● Material to process:
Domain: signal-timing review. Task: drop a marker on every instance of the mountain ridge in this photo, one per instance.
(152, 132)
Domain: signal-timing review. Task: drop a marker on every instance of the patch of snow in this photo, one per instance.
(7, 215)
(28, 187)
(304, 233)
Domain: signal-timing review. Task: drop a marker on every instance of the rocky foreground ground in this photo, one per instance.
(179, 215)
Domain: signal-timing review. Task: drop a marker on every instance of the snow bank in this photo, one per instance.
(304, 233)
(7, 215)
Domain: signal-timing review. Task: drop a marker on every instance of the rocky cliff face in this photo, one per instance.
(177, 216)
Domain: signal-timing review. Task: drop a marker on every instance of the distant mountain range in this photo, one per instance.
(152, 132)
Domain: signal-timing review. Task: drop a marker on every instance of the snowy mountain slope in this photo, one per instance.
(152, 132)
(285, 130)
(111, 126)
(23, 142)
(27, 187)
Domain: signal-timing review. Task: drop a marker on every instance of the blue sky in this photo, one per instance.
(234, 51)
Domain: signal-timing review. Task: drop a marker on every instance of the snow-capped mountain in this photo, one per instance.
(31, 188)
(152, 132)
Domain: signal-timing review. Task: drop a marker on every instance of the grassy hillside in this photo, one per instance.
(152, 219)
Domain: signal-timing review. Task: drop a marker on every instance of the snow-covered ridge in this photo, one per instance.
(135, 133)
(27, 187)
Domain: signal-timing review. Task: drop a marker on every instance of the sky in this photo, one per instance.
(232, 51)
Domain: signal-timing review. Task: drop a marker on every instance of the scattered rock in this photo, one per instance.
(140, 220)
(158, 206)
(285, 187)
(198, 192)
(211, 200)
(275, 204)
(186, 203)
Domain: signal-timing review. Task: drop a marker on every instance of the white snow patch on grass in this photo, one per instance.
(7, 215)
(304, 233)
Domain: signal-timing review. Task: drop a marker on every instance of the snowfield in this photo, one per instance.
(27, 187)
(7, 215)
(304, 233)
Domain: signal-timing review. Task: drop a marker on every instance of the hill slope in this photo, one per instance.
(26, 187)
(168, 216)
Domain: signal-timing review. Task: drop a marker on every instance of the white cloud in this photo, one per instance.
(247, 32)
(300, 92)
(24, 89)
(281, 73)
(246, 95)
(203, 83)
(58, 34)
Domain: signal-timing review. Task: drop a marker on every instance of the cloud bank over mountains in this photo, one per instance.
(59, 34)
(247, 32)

● Exercise goal: Repeat each line of the data exactly, missing none.

● Expected output:
Domain: signal-timing review. Task: drop a marker on every instance of the mountain ridge in this photo, one per instance.
(152, 132)
Domain: signal-timing review. Task: drop a marker on every instance of the patch of snow in this photo, one per instance.
(7, 215)
(28, 187)
(304, 233)
Domain: signal-timing review. Task: drop a marker on every instance of the rocky foreground ground in this photo, one per instance.
(179, 215)
Domain: signal-timing review. Task: drop a marker on every instance of the snow bank in this photo, one per instance.
(304, 233)
(7, 215)
Domain: signal-timing review. Task: drop a marker on every instance of the rocky cliff face in this photo, one per instance.
(177, 216)
Domain: signal-timing review. Task: drop a marker on every instance of the distant mountain range in this photo, one per instance.
(152, 132)
Domain: signal-timing review. Task: drop a marker on every instance of the snowy mountain slope in this photo, one per instance.
(152, 132)
(285, 130)
(111, 126)
(23, 142)
(27, 187)
Domain: signal-timing review. Task: drop a marker on every instance of the blue sky in this photo, one per instance.
(234, 51)
Domain: signal-timing review. Task: drop a marker on every instance of the snow-capped mountain in this photo, one per instance.
(31, 188)
(152, 132)
Domain: signal-timing review. Task: drop a marker on every instance of the grassy hillside in this photo, one per instance.
(152, 219)
Domain: signal-timing review. Task: drop a marker on every instance of the snow-covered ridge in this photo, one per instance.
(135, 133)
(27, 187)
Domain: signal-timing review. Task: drop a marker on every instance of the sky in this photo, one per instance.
(232, 51)
Domain: signal-timing review. Task: drop a marker on every instance of the scattered rock in this photo, one per instance.
(140, 220)
(158, 206)
(285, 187)
(198, 192)
(211, 200)
(275, 204)
(186, 203)
Domain: signal-timing review. Task: drop a marker on every instance of the white snow patch on grass in this photo, one per instance.
(7, 215)
(304, 233)
Domain: signal-timing review. Task: drop a marker on every instance of the snowfield in this photo, one per instance.
(27, 187)
(7, 215)
(304, 233)
Domain: signal-timing review. Task: drop a marker on every instance of the hill slope in this photo, one per instance.
(26, 187)
(168, 216)
Domain: signal-timing review. Task: drop a marker on every instance of the white cloud in this photo, one per instance.
(247, 32)
(300, 92)
(24, 89)
(281, 73)
(246, 95)
(203, 83)
(58, 34)
Domain: signal-timing review. Task: drop a marker on every instance of the cloud bank over mountains in this photo, one per instance.
(59, 34)
(247, 32)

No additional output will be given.